Short task: Collect each line in the entries below that contains the string "blurred". Matching is case-sensitive.

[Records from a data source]
## begin

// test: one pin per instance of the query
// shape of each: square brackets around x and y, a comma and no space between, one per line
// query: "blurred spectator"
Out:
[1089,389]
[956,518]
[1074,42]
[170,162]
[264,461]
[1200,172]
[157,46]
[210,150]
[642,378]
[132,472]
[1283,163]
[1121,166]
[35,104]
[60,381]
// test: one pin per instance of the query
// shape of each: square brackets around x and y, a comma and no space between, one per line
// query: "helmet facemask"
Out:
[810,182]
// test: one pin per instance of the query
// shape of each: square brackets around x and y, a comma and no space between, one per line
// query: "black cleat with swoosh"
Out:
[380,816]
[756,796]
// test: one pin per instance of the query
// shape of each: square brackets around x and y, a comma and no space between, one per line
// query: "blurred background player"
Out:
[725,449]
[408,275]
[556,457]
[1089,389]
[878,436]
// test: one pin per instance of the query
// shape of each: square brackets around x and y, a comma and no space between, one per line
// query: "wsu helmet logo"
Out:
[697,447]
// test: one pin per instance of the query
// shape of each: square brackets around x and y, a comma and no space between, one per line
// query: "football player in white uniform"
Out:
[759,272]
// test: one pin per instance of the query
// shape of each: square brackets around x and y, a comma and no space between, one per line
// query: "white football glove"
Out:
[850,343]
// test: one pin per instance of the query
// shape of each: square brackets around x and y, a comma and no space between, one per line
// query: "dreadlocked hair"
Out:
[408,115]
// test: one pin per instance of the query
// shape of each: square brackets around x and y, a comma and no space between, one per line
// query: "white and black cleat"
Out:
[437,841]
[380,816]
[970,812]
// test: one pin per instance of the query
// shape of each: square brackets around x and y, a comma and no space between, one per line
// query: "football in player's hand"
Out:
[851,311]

## end

Problem solution:
// query: "blurred spectator"
// query: "blurred background player"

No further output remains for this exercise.